- _Provided records_:

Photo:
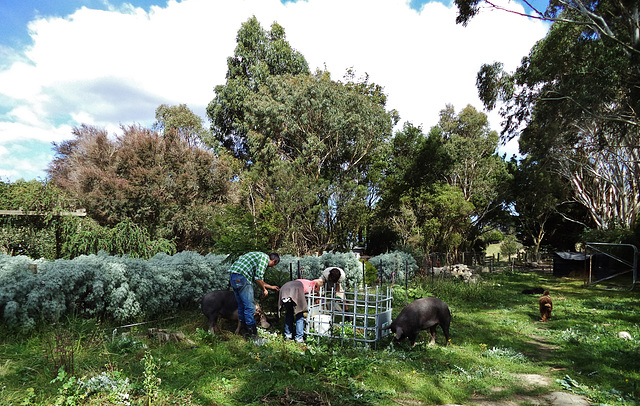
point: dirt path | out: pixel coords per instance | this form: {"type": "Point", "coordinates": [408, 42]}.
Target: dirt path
{"type": "Point", "coordinates": [543, 350]}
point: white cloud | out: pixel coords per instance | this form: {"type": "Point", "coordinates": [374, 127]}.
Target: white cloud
{"type": "Point", "coordinates": [117, 66]}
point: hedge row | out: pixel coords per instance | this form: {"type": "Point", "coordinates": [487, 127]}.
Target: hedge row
{"type": "Point", "coordinates": [127, 289]}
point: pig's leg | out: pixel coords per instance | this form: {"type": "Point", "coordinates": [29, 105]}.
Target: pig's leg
{"type": "Point", "coordinates": [445, 330]}
{"type": "Point", "coordinates": [213, 322]}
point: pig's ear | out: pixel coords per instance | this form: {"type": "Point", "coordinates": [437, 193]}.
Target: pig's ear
{"type": "Point", "coordinates": [398, 333]}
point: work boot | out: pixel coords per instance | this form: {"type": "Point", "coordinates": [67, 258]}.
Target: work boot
{"type": "Point", "coordinates": [243, 329]}
{"type": "Point", "coordinates": [253, 335]}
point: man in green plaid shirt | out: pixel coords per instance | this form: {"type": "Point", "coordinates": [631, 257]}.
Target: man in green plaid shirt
{"type": "Point", "coordinates": [248, 268]}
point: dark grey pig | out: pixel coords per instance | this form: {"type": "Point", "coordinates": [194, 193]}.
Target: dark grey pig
{"type": "Point", "coordinates": [222, 303]}
{"type": "Point", "coordinates": [422, 314]}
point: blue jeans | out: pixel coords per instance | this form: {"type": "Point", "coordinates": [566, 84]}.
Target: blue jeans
{"type": "Point", "coordinates": [243, 291]}
{"type": "Point", "coordinates": [289, 320]}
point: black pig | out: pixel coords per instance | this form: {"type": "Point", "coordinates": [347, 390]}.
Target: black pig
{"type": "Point", "coordinates": [223, 303]}
{"type": "Point", "coordinates": [422, 314]}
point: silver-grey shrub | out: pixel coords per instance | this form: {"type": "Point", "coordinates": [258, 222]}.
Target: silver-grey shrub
{"type": "Point", "coordinates": [127, 289]}
{"type": "Point", "coordinates": [102, 285]}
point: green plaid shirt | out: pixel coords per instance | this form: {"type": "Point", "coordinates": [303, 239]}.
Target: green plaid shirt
{"type": "Point", "coordinates": [251, 265]}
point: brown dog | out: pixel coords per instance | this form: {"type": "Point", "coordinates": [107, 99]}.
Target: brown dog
{"type": "Point", "coordinates": [546, 305]}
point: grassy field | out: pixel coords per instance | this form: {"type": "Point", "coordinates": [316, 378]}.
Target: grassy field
{"type": "Point", "coordinates": [496, 336]}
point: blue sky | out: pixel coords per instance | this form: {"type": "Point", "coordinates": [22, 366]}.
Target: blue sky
{"type": "Point", "coordinates": [107, 63]}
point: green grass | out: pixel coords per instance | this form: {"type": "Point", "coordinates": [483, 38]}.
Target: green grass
{"type": "Point", "coordinates": [495, 335]}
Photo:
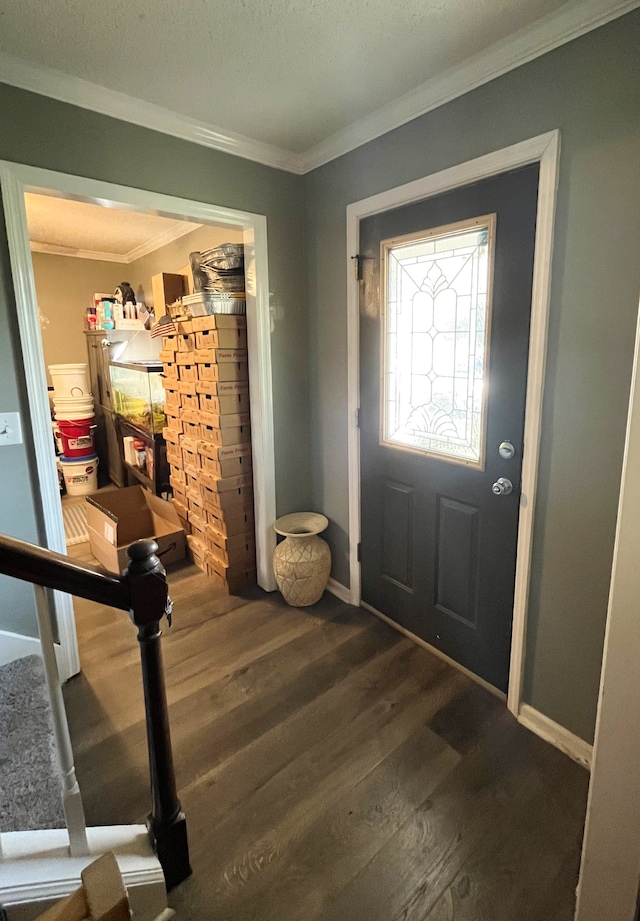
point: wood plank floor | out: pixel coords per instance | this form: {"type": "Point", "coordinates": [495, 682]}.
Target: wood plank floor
{"type": "Point", "coordinates": [329, 769]}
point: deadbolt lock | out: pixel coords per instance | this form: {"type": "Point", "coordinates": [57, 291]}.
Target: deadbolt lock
{"type": "Point", "coordinates": [502, 487]}
{"type": "Point", "coordinates": [506, 450]}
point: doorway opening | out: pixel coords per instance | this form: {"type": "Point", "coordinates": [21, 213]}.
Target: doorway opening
{"type": "Point", "coordinates": [184, 216]}
{"type": "Point", "coordinates": [544, 151]}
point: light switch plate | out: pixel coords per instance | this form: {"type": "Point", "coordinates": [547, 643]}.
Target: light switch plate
{"type": "Point", "coordinates": [10, 429]}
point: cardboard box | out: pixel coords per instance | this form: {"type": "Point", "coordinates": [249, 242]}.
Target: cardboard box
{"type": "Point", "coordinates": [226, 421]}
{"type": "Point", "coordinates": [186, 342]}
{"type": "Point", "coordinates": [235, 501]}
{"type": "Point", "coordinates": [191, 416]}
{"type": "Point", "coordinates": [170, 344]}
{"type": "Point", "coordinates": [223, 452]}
{"type": "Point", "coordinates": [224, 405]}
{"type": "Point", "coordinates": [222, 388]}
{"type": "Point", "coordinates": [182, 511]}
{"type": "Point", "coordinates": [224, 484]}
{"type": "Point", "coordinates": [225, 435]}
{"type": "Point", "coordinates": [229, 524]}
{"type": "Point", "coordinates": [117, 518]}
{"type": "Point", "coordinates": [194, 496]}
{"type": "Point", "coordinates": [187, 279]}
{"type": "Point", "coordinates": [197, 517]}
{"type": "Point", "coordinates": [233, 578]}
{"type": "Point", "coordinates": [190, 401]}
{"type": "Point", "coordinates": [234, 338]}
{"type": "Point", "coordinates": [191, 444]}
{"type": "Point", "coordinates": [178, 488]}
{"type": "Point", "coordinates": [219, 321]}
{"type": "Point", "coordinates": [231, 550]}
{"type": "Point", "coordinates": [166, 288]}
{"type": "Point", "coordinates": [198, 549]}
{"type": "Point", "coordinates": [191, 460]}
{"type": "Point", "coordinates": [188, 372]}
{"type": "Point", "coordinates": [171, 435]}
{"type": "Point", "coordinates": [232, 466]}
{"type": "Point", "coordinates": [174, 455]}
{"type": "Point", "coordinates": [219, 356]}
{"type": "Point", "coordinates": [172, 395]}
{"type": "Point", "coordinates": [191, 430]}
{"type": "Point", "coordinates": [229, 371]}
{"type": "Point", "coordinates": [178, 476]}
{"type": "Point", "coordinates": [172, 411]}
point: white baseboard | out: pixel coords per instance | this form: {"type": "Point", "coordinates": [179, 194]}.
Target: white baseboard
{"type": "Point", "coordinates": [573, 746]}
{"type": "Point", "coordinates": [339, 590]}
{"type": "Point", "coordinates": [36, 870]}
{"type": "Point", "coordinates": [15, 646]}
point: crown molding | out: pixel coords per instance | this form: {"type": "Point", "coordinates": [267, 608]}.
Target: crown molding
{"type": "Point", "coordinates": [53, 249]}
{"type": "Point", "coordinates": [571, 21]}
{"type": "Point", "coordinates": [37, 78]}
{"type": "Point", "coordinates": [162, 239]}
{"type": "Point", "coordinates": [155, 243]}
{"type": "Point", "coordinates": [568, 23]}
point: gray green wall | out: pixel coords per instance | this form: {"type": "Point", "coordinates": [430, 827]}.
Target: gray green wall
{"type": "Point", "coordinates": [45, 133]}
{"type": "Point", "coordinates": [590, 90]}
{"type": "Point", "coordinates": [17, 512]}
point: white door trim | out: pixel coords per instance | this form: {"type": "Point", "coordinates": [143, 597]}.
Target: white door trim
{"type": "Point", "coordinates": [610, 870]}
{"type": "Point", "coordinates": [545, 150]}
{"type": "Point", "coordinates": [15, 180]}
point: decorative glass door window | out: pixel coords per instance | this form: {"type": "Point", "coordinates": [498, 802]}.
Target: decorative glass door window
{"type": "Point", "coordinates": [436, 314]}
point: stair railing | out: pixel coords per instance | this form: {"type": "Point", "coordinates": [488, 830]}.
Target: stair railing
{"type": "Point", "coordinates": [142, 591]}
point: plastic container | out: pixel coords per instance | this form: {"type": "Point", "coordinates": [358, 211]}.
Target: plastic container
{"type": "Point", "coordinates": [70, 381]}
{"type": "Point", "coordinates": [80, 474]}
{"type": "Point", "coordinates": [75, 409]}
{"type": "Point", "coordinates": [77, 436]}
{"type": "Point", "coordinates": [56, 438]}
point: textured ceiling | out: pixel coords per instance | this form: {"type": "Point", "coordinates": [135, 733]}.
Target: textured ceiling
{"type": "Point", "coordinates": [74, 225]}
{"type": "Point", "coordinates": [286, 72]}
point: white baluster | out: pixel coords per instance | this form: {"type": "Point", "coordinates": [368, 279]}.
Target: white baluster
{"type": "Point", "coordinates": [71, 797]}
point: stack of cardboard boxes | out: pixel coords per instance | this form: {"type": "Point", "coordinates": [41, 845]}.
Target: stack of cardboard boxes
{"type": "Point", "coordinates": [209, 443]}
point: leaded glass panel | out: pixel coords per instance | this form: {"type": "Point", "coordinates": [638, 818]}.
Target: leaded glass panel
{"type": "Point", "coordinates": [436, 333]}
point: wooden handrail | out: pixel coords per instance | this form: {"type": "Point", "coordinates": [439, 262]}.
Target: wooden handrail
{"type": "Point", "coordinates": [142, 591]}
{"type": "Point", "coordinates": [54, 570]}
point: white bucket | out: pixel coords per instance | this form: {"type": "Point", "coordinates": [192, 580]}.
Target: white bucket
{"type": "Point", "coordinates": [80, 475]}
{"type": "Point", "coordinates": [73, 408]}
{"type": "Point", "coordinates": [70, 380]}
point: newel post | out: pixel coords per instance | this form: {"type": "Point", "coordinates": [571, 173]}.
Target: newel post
{"type": "Point", "coordinates": [150, 602]}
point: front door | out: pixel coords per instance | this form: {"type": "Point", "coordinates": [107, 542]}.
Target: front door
{"type": "Point", "coordinates": [444, 335]}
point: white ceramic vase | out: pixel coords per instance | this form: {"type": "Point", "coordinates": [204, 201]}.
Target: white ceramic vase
{"type": "Point", "coordinates": [301, 562]}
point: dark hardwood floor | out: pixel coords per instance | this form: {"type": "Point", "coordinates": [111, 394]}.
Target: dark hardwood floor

- _Task details_:
Each line from the one containing "point: newel post" through the end of the entries, both included, is to be returned exactly, with no other lines.

- _Written response_:
point: newel post | out: pixel coords per instance | this form: {"type": "Point", "coordinates": [571, 173]}.
Target: newel post
{"type": "Point", "coordinates": [150, 602]}
point: front door | out: pixel coords per instance | this form: {"type": "Point", "coordinates": [107, 542]}.
Target: front door
{"type": "Point", "coordinates": [444, 335]}
point: white ceramic vase | out: pixel coords per instance | this form: {"type": "Point", "coordinates": [204, 201]}.
Target: white ceramic vase
{"type": "Point", "coordinates": [301, 562]}
point: dark hardwood floor | out: pixel coords per instance | this form: {"type": "Point", "coordinates": [111, 394]}.
Target: dark hardwood floor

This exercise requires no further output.